[Begin Task data]
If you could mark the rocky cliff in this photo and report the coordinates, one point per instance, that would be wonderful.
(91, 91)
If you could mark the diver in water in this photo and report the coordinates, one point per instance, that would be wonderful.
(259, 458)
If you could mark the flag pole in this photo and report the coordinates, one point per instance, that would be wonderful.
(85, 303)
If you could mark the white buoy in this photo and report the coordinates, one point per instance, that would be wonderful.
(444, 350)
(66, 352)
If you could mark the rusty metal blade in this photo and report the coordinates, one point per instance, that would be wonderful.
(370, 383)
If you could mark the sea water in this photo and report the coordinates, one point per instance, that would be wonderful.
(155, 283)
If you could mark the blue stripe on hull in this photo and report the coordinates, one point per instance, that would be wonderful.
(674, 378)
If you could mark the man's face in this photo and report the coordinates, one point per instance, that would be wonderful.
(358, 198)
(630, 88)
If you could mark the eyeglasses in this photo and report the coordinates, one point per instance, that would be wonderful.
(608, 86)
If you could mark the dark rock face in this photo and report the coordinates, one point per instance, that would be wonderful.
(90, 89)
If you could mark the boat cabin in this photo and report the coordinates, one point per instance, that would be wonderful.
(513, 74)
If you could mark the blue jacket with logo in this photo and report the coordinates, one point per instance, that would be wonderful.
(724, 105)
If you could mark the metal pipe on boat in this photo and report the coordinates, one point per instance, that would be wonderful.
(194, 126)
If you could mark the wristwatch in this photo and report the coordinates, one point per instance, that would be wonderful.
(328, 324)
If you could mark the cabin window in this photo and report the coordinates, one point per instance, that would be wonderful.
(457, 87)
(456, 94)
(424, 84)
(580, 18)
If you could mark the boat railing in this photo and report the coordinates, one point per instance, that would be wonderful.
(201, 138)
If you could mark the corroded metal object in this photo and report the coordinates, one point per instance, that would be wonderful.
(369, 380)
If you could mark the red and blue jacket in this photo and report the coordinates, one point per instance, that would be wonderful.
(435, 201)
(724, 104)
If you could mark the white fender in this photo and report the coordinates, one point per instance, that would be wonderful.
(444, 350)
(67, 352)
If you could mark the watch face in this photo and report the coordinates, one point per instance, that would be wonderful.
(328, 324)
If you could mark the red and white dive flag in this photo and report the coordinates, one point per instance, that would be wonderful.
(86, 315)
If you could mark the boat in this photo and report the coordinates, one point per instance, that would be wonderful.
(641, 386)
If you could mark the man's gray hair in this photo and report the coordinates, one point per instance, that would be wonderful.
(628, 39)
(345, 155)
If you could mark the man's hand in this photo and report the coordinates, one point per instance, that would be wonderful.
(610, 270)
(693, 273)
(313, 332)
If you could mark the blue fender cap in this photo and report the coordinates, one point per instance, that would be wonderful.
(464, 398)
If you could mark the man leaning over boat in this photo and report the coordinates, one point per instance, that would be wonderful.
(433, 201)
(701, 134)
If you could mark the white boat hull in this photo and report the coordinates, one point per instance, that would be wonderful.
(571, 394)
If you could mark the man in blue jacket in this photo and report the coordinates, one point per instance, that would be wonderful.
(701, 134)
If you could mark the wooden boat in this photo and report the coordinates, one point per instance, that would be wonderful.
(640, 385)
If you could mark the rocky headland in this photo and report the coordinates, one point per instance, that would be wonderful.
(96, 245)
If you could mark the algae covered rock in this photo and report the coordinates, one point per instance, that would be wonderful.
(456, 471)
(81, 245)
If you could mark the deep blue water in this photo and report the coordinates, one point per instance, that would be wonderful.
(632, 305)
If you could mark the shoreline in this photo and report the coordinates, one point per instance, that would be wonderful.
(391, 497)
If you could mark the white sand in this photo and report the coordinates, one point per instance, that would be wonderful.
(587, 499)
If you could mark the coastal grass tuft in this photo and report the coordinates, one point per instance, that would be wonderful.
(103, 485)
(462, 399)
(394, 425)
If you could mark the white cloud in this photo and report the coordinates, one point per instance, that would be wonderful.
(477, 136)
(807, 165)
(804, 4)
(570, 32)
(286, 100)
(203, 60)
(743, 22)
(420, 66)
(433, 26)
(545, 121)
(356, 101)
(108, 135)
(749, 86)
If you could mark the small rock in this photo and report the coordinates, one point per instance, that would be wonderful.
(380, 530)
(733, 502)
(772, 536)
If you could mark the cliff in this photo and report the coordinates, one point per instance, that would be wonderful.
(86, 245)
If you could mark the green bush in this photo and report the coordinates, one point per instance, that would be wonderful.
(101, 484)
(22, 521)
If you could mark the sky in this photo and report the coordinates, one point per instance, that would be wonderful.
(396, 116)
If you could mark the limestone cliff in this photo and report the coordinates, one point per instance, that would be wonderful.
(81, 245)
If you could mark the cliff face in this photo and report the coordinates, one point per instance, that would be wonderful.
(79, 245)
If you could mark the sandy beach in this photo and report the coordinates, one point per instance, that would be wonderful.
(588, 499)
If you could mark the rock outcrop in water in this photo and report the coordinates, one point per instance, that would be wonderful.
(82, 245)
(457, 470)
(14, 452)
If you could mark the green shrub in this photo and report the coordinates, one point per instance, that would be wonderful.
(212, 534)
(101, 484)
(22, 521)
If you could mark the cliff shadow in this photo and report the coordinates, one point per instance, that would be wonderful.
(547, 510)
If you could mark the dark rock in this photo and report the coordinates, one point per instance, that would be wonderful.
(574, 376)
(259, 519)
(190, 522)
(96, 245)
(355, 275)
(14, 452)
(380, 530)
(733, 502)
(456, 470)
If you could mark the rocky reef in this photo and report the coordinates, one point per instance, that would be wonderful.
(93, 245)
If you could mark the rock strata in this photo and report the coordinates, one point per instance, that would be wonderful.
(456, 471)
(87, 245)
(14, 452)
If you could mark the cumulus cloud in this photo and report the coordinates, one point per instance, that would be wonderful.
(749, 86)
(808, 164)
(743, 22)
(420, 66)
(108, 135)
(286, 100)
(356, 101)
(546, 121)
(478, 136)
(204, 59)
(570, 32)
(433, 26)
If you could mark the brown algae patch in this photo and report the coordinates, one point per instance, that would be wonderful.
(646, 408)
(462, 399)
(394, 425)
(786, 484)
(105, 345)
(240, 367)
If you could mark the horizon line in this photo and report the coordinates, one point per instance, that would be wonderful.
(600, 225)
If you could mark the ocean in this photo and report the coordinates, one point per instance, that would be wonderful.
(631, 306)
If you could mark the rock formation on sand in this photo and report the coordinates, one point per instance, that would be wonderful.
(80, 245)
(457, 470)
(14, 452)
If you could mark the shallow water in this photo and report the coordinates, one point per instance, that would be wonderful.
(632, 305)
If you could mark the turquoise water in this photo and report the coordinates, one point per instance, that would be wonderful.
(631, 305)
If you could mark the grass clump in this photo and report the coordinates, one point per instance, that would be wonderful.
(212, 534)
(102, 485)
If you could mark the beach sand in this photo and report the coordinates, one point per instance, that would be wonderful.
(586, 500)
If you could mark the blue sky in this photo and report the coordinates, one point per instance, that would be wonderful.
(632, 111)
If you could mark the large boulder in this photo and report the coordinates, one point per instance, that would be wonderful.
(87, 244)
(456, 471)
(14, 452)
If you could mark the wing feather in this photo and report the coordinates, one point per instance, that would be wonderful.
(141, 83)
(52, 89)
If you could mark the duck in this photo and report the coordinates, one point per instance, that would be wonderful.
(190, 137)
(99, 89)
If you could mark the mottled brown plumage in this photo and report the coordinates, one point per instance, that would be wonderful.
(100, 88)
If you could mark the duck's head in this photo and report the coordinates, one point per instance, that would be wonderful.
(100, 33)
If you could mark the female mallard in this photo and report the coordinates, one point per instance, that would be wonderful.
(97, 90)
[End Task data]
§ Task instructions
Swap every "report the coordinates" in the data above for "return the coordinates" and leave everything else unchanged.

§ Correct output
If you could mark the rocky cliff in this photo and return the coordinates, one point per instance, that would be wonderful.
(91, 91)
If you could mark the diver in water in this photo and return the coordinates, one point per instance, that would be wonderful.
(259, 458)
If you could mark the flag pole in this photo and return the coordinates, one point per instance, that would be wonderful.
(85, 303)
If you could mark the white buoy in this photo and return the coordinates, one point per instance, that would be wonderful.
(444, 350)
(66, 352)
If you could mark the rusty metal blade in this photo and return the coordinates, one point per instance, that would be wonderful.
(370, 383)
If you could mark the sea water in this photo and return the coordinates, one point per instance, that would be wonderful.
(155, 283)
If you could mark the blue stripe on hull in this photo and return the coordinates, one point per instance, that would be wonderful.
(674, 378)
If you could mark the man's face in this photo and return the coordinates, one point per instance, that would be wonderful.
(358, 198)
(630, 88)
If you could mark the eyeglasses in this photo and return the coordinates, one point per instance, that would be wonderful.
(608, 86)
If you could mark the dark rock face in this photo and return the coordinates, one point per instance, that would be wonderful.
(90, 89)
If you could mark the boat cabin in this photo and return the coordinates, one point per instance, that would be wonderful.
(513, 74)
If you could mark the blue jacket with logo in this photo and return the coordinates, one point per instance, that would be wonderful.
(724, 105)
If you could mark the metal pipe on boat in this photo and return the coordinates, one point per instance, that would be wonderful.
(194, 126)
If you could mark the wristwatch in this photo and return the coordinates, one point per instance, that would be wonderful.
(328, 324)
If you could mark the cabin window in this photo and return the coordinates, one point per instance, that would be wonderful.
(457, 87)
(456, 94)
(424, 84)
(580, 18)
If you could mark the boat railing in this photo and return the coordinates, one point per instance, that would be wonderful.
(201, 138)
If you could mark the corroded metal object in this photo and return the coordinates, one point per instance, that would be wonderful.
(369, 380)
If you could mark the red and blue jacket in this photo and return the coordinates, one point per instance, that would be wonderful.
(435, 201)
(724, 104)
If you could mark the white fender in this photo and return the coordinates, one point per instance, that would be wonderful.
(444, 350)
(67, 352)
If you could mark the watch face in this photo and return the coordinates, one point per instance, that would be wonderful.
(328, 324)
If you could mark the red and white dive flag in this photo and return the coordinates, one point per instance, that would be wonderful.
(86, 315)
If you could mark the boat in this photo and return the coordinates, one point per instance, that would be wonderful.
(641, 386)
If you could mark the man's gray hair in this photo and return the coordinates, one point per instance, that would be wonderful.
(628, 39)
(345, 155)
If you could mark the man's hand in this photo and return the coordinates, one point per instance, that would be wonderful.
(610, 270)
(693, 273)
(313, 332)
If you could mark the blue fender cap in this photo and return the coordinates, one point per instance, that would be wonderful.
(464, 398)
If you could mark the man leaning over boat in this photo and return the coordinates, one point per instance, that would be wonderful.
(433, 201)
(701, 134)
If you could mark the white boat hull in this photo and return the coordinates, one point per instance, that would be wonderful.
(571, 394)
If you could mark the man in blue jacket in this photo and return the coordinates, one point per instance, that would be wonderful.
(701, 134)
If you could mark the wooden boat in this photo and return the coordinates, one point per instance, that would be wonderful.
(640, 385)
If you could mark the rocky headland in this photo and return the coordinates, one point per instance, that would be wonderful.
(96, 245)
If you could mark the algae covered rock in this photo and return the coordinates, one point per instance, that would be wonderful.
(456, 471)
(81, 245)
If you could mark the deep blue water in this photo and return the coordinates, one point per instance, that would be wonderful.
(632, 305)
If you could mark the shoreline in this photo and return the coordinates, one point per instance, that would be wonderful.
(391, 497)
If you could mark the white sand in this photo and return the coordinates, one point per instance, that would be wonderful.
(587, 499)
If you could mark the coastal grass tuft in this photo and return the coordinates, one point per instance, that would be wonderful.
(103, 485)
(462, 399)
(394, 425)
If you could mark the white cloud in this photo and return the coordinates, one point per instance, that would be wonderful.
(477, 136)
(807, 165)
(804, 4)
(570, 32)
(286, 100)
(203, 60)
(743, 22)
(420, 66)
(433, 26)
(545, 121)
(356, 101)
(108, 135)
(749, 86)
If you could mark the small rock in this photo and return the coordinates, one point per instance, that would be wonderful.
(380, 530)
(733, 502)
(772, 536)
If you could mark the cliff in this photo and return the coordinates, one point per instance, that would be wonderful.
(86, 245)
If you could mark the green bush in this photo and return the coordinates, one point per instance, that would be wonderful.
(101, 484)
(22, 521)
If you could mark the sky in this photo and return the coordinates, one point per instance, that would be wonderful.
(396, 116)
If you could mark the limestone cliff in this photo and return the coordinates, one point per instance, that would be wonderful.
(81, 245)
If you could mark the cliff face in this photo and return the coordinates, one point per instance, that would be wonderful.
(79, 245)
If you could mark the sandy beach in this photo and return the coordinates, one point per instance, that would be wonderful.
(588, 499)
If you could mark the rock outcrop in water in this photo and return the coordinates, one point per instance, that would be wonderful.
(82, 245)
(457, 470)
(14, 452)
If you could mark the green shrub in this photo and return the coordinates, one point per instance, that would be wonderful.
(212, 534)
(101, 484)
(22, 521)
If you could mark the cliff shadow in this photo and return the coordinates, one point per instance, that would be wonderful.
(547, 510)
If you could mark the dark rock in this photo and return the coordinates, one point per instance, that would be wonderful.
(574, 376)
(259, 519)
(190, 522)
(96, 245)
(355, 275)
(14, 452)
(380, 530)
(733, 502)
(456, 470)
If you could mark the rocky reef in this photo and return the coordinates, one point per instance, that would be wonderful.
(93, 245)
If you could mark the rock strata in this photo and return the coordinates, one point per instance, that would be wonderful.
(456, 471)
(87, 245)
(14, 452)
If you could mark the cumulus cloud in this photo and return the coordinates, one point per instance, that would be wonderful.
(749, 86)
(808, 164)
(743, 22)
(420, 66)
(108, 135)
(286, 100)
(356, 101)
(546, 121)
(478, 136)
(204, 59)
(570, 32)
(433, 26)
If you could mark the brown algae patch in this photo and return the coordinates, one point per instance, that would be wonderful.
(646, 408)
(462, 399)
(394, 425)
(786, 484)
(105, 345)
(240, 367)
If you could mark the horizon line in this photo and return the coordinates, one point per instance, that would be wonderful.
(600, 225)
If you could mark the ocean in this photo and return the coordinates, one point per instance, that would be wonderful.
(631, 306)
If you could mark the rock formation on sand in this photo and return the coordinates, one point per instance, that would be wonderful.
(80, 245)
(457, 470)
(14, 452)
If you could mark the shallow water in this photo and return the coordinates, one point per instance, that would be wonderful.
(632, 305)
If you could mark the turquoise water in this photo and return the coordinates, one point per instance, that would be wonderful.
(631, 305)
If you could mark the grass clump in this photo and return the coordinates, one point per instance, that would be wonderful.
(212, 534)
(102, 485)
If you could mark the beach sand in this photo and return the coordinates, one point per instance, that would be wonderful.
(586, 500)
If you could mark the blue sky in this photo and return the coordinates, one point per instance, that would be wonderful.
(632, 111)
If you could mark the large boulder in this photo and return the coordinates, one point per instance, that would be wonderful.
(87, 244)
(456, 471)
(14, 452)
If you could mark the wing feather in this photo and return the coordinates, one point per instance, that would be wonderful.
(141, 83)
(52, 89)
If you could mark the duck in this photo and return the coordinates, one point per instance, that would be wonderful.
(190, 137)
(99, 89)
If you could mark the mottled brown plumage in this photo and return the coordinates, one point per instance, that would be wonderful.
(100, 88)
If you could mark the duck's head in this photo and return the coordinates, one point per instance, that would be wonderful.
(100, 33)
If you could mark the female mallard in this photo and return the coordinates, one point per instance, that would be wonderful.
(97, 90)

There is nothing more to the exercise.